Print all the records below exactly as they stand, but leave out the pictures.

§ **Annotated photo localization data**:

━━━━━━━━━━

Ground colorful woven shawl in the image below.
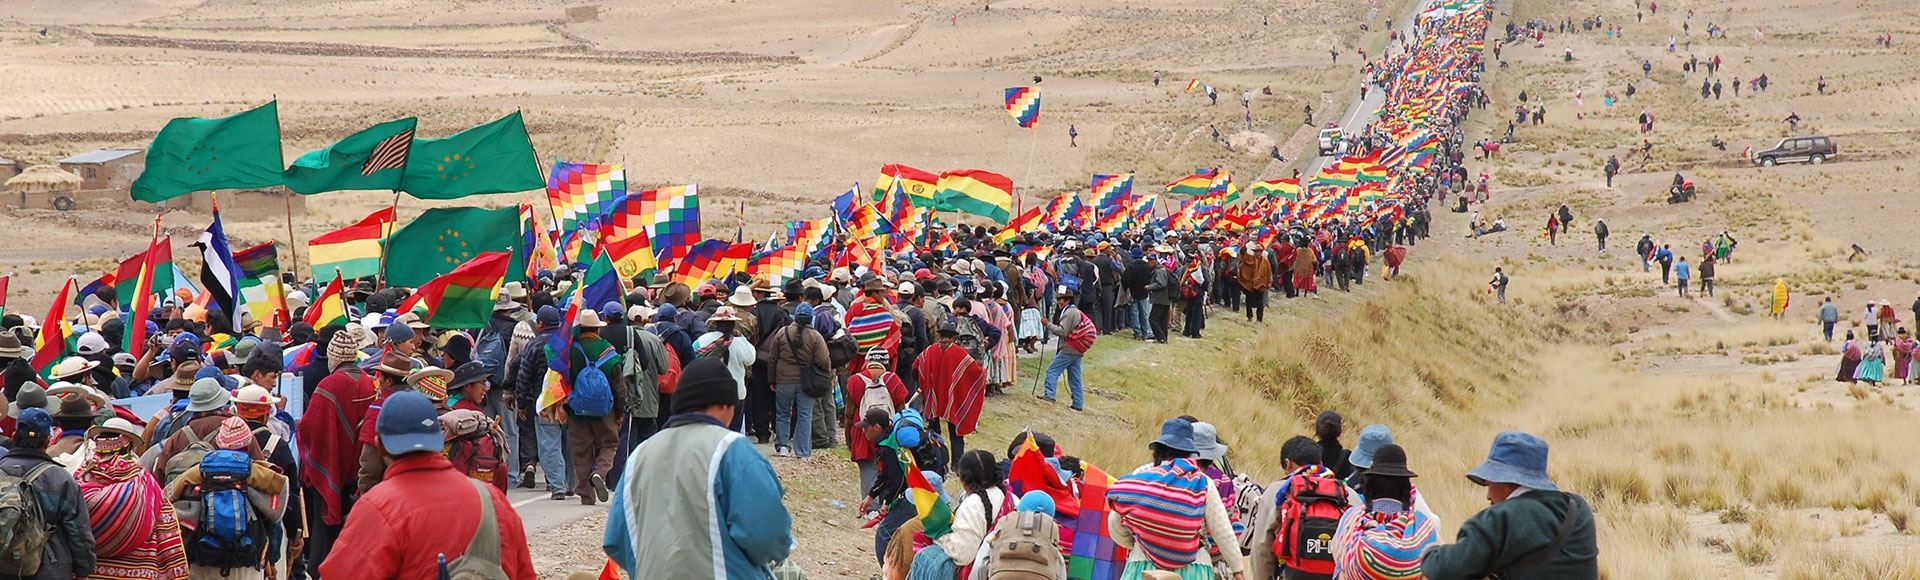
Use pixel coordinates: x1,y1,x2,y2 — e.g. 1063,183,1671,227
1107,458,1210,570
1332,507,1438,580
79,453,189,580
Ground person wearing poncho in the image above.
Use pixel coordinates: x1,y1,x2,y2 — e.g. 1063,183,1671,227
1106,418,1244,580
916,324,987,470
846,278,903,375
1330,444,1437,580
78,426,188,580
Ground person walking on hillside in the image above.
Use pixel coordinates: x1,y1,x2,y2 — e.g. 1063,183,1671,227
1603,156,1619,188
1239,243,1274,322
1420,432,1598,580
1855,338,1887,386
325,391,536,579
1332,444,1439,580
1838,331,1863,382
1770,279,1791,319
1674,257,1691,297
921,322,989,466
1041,287,1093,411
1891,329,1916,385
1698,256,1716,296
758,303,831,459
1819,297,1840,341
1246,435,1358,580
1594,219,1610,252
297,331,375,575
604,358,793,579
1069,125,1079,147
1654,245,1674,283
564,310,627,505
1489,268,1509,303
1635,235,1654,272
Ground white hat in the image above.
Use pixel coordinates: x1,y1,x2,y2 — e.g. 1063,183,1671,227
727,286,757,308
233,384,282,406
709,306,743,322
627,305,655,322
897,281,917,295
286,290,310,311
51,357,99,380
574,309,608,328
75,333,110,356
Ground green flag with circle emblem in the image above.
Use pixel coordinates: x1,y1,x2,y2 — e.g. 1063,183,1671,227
382,206,525,288
130,102,285,202
399,112,544,200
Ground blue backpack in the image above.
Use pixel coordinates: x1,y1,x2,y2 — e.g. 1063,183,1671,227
1059,267,1082,293
186,450,266,572
567,345,619,418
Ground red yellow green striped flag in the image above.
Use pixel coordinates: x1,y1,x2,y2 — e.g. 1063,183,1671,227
302,276,350,329
395,252,511,329
903,448,953,537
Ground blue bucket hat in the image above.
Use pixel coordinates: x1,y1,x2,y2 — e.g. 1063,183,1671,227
1349,424,1395,469
1151,417,1197,454
1466,431,1558,491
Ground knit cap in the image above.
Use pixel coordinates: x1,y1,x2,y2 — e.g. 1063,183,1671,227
213,416,252,450
671,357,739,414
326,330,363,367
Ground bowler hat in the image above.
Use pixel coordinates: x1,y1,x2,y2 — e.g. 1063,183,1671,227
1466,431,1558,491
1361,444,1418,478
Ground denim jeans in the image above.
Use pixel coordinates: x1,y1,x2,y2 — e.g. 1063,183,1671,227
485,397,519,488
1043,352,1084,409
773,383,814,458
1129,299,1152,339
534,415,573,492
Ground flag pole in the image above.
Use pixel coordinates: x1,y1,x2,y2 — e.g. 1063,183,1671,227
283,189,300,277
376,188,401,291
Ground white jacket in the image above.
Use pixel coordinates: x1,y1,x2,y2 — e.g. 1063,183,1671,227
937,487,1006,567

━━━━━━━━━━

§ **Solution to the problem**:
Ground colorful woven shawl in the image below.
Use pixel coordinates: x1,y1,x2,y2 — e.g. 1063,183,1671,227
1107,458,1210,570
1332,507,1438,580
79,453,189,580
Ground person wearing poncho in the image above.
Use pixel coordinates: x1,y1,x2,y2 — e.g. 1063,183,1671,227
1106,418,1244,580
916,324,987,470
846,278,903,375
1330,444,1437,580
78,426,188,580
Ground person walking on hillside in the image above.
Use pixel coordinates: x1,y1,x2,y2 — e.g. 1063,183,1671,227
1603,156,1619,188
1239,243,1274,322
1420,432,1598,580
1855,338,1887,386
325,391,536,579
1332,444,1439,580
1838,331,1863,382
1770,279,1791,319
1674,257,1691,297
921,322,989,466
1041,287,1093,411
1891,329,1916,385
1698,256,1716,296
758,303,831,459
1819,297,1840,341
1246,435,1358,580
1594,219,1610,252
297,331,375,575
604,358,793,579
1069,125,1079,147
1654,245,1674,283
564,310,627,505
1489,268,1509,303
1635,235,1654,272
Ground white hat in the image above.
Use pixel coordinates: x1,y1,x2,y2 — e.g. 1063,183,1671,227
727,286,757,308
233,384,282,406
709,306,743,322
627,305,655,322
897,281,917,295
286,290,310,311
51,357,99,380
574,309,608,328
75,333,110,356
Ground green flag with circle emblem in the image above.
Use pixel coordinates: x1,y1,x2,y2 — e.g. 1063,183,1671,227
382,206,525,288
130,102,285,202
399,112,544,200
Ground blue backpack in the image above.
Use pixel coordinates: x1,y1,x2,y2 — e.g. 1063,183,1671,227
1059,267,1082,293
186,450,266,572
567,345,619,418
Ground red yellow green striped flag in the image above.
Use pixel coordinates: x1,y1,x2,y2 — e.g. 1063,183,1671,227
302,276,350,329
395,252,511,329
903,448,953,537
Ground blue bucket hat in the image above.
Use pixel coordinates: x1,y1,x2,y2 — e.g. 1063,183,1671,227
1349,424,1395,469
1151,417,1197,454
1466,431,1558,491
Ground knit cap in the image above.
Use pixel coordinates: x1,y1,x2,y2 — e.g. 1063,183,1671,227
213,416,252,450
671,357,739,414
326,330,363,367
Ground bowler hat in the image above.
Use pixel coordinates: x1,y1,x2,y2 — e.g. 1063,183,1671,227
1466,431,1558,491
1361,444,1418,478
Ground denim jeans in the image above.
Use pixel coordinates: x1,y1,x2,y2 — e.g. 1063,183,1671,227
485,397,519,488
1043,352,1084,409
773,383,814,458
1129,299,1152,339
534,415,573,492
Ground flag pole in the image above.
Use pixel coordinates: x1,y1,x2,y2 — e.g. 1063,183,1671,227
283,189,300,277
376,188,401,291
Ground white jacket in the image above.
Use pixel coordinates: x1,y1,x2,y2 — e.g. 1063,183,1671,227
937,487,1006,567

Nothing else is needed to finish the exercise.